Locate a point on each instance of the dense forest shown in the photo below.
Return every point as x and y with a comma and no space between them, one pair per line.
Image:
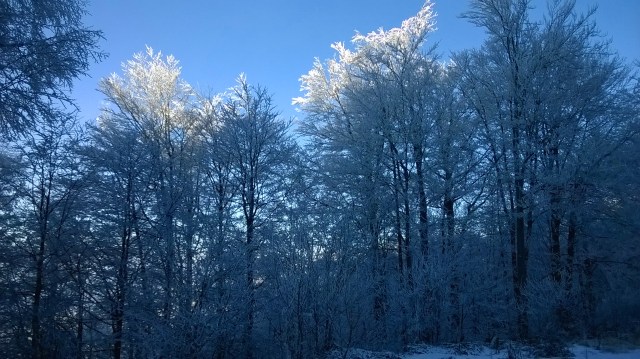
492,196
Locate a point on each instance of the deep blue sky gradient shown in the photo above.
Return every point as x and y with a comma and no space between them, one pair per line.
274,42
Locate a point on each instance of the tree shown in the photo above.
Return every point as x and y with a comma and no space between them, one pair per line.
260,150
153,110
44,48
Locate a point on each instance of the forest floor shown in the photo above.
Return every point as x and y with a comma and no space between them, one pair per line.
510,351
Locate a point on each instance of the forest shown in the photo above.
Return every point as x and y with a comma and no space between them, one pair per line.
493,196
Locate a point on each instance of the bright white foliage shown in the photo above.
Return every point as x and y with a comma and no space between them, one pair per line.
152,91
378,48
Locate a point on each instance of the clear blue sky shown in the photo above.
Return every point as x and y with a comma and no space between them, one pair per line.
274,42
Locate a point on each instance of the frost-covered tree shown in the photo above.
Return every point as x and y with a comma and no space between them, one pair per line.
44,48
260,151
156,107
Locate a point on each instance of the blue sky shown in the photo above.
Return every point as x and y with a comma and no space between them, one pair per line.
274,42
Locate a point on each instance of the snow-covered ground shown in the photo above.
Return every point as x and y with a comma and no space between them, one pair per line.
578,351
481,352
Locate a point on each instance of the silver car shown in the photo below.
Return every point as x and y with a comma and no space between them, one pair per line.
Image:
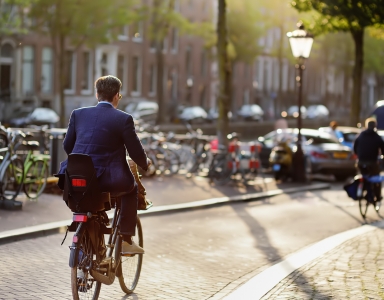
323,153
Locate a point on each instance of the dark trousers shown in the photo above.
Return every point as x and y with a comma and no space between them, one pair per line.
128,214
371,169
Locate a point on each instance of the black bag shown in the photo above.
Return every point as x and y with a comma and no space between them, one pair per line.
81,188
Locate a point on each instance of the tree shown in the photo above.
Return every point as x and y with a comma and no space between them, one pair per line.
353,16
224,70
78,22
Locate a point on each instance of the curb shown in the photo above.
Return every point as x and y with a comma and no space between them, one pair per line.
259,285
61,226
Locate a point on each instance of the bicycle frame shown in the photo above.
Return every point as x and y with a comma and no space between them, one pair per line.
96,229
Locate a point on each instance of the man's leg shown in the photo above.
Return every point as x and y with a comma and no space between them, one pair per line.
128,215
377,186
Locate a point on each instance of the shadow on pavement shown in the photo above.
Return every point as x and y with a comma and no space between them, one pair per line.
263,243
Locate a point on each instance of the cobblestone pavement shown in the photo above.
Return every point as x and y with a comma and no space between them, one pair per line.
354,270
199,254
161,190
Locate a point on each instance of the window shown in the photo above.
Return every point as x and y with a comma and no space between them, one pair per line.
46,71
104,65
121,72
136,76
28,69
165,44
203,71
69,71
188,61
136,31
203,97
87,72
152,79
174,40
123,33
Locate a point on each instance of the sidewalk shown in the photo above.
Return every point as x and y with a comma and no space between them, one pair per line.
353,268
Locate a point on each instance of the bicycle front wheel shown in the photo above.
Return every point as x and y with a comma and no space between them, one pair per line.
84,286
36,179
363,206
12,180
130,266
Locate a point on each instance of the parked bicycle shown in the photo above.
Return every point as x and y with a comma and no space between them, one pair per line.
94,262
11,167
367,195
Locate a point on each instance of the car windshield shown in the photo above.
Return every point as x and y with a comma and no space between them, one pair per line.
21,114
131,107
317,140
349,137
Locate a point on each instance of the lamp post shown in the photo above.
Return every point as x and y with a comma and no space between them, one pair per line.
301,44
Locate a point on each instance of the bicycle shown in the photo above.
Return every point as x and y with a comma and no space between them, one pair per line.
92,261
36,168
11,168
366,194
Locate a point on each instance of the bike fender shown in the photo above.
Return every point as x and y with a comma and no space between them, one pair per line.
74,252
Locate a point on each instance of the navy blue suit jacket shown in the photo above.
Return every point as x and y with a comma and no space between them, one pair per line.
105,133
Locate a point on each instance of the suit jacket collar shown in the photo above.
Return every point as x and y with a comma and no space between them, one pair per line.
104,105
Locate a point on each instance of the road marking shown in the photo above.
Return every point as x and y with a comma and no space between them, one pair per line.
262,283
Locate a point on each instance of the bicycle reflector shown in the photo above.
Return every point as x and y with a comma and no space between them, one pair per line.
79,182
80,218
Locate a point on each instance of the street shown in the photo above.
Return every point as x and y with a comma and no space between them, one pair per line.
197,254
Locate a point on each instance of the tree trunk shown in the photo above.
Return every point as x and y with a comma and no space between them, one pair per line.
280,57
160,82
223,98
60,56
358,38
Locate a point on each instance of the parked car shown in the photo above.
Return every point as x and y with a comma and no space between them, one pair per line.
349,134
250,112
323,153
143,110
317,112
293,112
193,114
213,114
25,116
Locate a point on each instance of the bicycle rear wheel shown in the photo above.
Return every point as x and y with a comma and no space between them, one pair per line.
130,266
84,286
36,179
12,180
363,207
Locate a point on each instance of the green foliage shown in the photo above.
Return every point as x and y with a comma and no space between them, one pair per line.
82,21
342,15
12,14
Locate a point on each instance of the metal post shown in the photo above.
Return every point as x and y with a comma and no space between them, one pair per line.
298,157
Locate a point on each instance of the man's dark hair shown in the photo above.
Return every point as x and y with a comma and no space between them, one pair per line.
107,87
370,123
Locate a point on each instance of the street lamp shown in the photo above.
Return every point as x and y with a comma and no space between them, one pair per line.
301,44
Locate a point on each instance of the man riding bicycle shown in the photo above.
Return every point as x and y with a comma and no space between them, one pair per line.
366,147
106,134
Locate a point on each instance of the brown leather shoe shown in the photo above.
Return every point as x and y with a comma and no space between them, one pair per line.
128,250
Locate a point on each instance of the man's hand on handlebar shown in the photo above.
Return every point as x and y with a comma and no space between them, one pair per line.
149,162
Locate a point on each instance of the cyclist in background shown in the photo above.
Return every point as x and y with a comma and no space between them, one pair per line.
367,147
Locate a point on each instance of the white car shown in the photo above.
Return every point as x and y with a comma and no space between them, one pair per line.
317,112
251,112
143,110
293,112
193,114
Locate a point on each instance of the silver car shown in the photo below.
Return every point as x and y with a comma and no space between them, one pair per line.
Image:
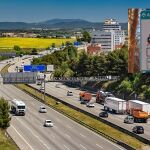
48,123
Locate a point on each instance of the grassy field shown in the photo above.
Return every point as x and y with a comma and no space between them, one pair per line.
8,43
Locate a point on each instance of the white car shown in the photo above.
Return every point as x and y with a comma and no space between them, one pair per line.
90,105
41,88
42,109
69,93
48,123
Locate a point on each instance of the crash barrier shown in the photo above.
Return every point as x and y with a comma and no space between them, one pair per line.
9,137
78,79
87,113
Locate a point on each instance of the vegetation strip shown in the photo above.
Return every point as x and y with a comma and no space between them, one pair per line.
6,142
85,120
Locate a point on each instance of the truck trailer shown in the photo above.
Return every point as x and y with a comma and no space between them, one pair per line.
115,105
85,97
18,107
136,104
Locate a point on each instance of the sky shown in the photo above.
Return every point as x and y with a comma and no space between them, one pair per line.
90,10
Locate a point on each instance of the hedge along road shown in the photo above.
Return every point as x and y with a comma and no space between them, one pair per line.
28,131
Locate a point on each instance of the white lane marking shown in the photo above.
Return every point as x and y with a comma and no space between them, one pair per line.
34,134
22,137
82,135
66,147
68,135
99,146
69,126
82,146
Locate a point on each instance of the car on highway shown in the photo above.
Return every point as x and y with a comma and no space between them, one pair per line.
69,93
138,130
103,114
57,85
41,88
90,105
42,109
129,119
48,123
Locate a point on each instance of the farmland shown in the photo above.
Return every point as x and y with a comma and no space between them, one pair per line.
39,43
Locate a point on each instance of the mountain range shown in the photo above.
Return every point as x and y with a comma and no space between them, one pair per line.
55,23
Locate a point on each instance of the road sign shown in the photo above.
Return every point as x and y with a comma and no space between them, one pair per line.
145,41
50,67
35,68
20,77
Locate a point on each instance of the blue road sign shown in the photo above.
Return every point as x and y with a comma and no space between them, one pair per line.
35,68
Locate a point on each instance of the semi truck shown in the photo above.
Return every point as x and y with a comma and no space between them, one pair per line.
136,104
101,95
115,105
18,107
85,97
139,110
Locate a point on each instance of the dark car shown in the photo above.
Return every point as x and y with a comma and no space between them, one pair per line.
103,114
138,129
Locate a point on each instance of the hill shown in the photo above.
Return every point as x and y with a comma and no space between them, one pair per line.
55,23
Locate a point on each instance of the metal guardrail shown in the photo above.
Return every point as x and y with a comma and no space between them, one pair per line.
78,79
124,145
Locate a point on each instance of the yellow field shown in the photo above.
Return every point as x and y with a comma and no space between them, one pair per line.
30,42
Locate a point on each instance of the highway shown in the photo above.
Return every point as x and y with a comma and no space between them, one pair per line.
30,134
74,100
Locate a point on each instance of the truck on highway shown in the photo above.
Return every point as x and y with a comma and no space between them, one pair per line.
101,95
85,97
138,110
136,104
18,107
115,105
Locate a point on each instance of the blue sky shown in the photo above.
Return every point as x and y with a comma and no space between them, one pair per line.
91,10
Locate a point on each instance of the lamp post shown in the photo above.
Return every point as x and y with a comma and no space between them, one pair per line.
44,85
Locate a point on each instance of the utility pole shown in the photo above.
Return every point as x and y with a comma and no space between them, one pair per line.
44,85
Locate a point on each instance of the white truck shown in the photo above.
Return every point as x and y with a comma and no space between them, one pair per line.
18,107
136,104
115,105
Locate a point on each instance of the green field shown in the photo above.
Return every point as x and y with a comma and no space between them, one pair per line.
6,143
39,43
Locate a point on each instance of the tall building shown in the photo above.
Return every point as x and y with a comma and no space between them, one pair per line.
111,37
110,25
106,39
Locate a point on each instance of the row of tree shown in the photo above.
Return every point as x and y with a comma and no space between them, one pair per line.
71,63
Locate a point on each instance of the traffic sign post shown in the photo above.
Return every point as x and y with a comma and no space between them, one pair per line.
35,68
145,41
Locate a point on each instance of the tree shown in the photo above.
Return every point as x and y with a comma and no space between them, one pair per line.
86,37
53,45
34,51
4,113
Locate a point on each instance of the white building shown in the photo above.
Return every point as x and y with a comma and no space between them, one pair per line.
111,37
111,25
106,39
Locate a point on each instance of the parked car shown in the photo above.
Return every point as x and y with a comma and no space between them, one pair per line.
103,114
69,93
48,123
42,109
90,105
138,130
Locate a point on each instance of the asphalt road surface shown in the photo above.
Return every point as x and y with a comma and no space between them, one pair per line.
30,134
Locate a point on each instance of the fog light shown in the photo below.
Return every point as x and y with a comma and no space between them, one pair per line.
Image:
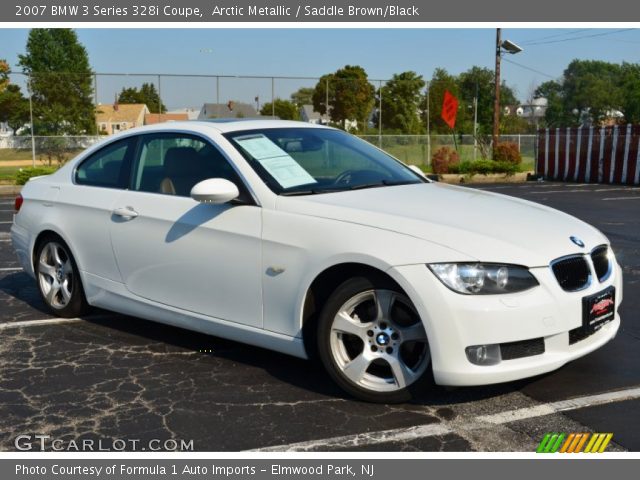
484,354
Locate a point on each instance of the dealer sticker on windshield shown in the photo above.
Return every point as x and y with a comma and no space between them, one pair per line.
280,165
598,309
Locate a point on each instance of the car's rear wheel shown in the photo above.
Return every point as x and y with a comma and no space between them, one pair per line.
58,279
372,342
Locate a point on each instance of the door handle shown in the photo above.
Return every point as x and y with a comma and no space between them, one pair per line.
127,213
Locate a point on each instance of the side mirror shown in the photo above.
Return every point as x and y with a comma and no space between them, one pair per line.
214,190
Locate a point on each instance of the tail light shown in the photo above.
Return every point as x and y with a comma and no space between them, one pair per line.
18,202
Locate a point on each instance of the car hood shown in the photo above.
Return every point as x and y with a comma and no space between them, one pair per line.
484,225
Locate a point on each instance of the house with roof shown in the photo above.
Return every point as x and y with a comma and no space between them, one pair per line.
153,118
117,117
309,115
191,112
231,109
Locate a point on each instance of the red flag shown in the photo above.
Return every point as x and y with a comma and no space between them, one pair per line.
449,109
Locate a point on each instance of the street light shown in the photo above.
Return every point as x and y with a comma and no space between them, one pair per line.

- _Action item_
After counting the lines of the records above that hold the word "jacket", give the total and nothing else.

- _Task response_
2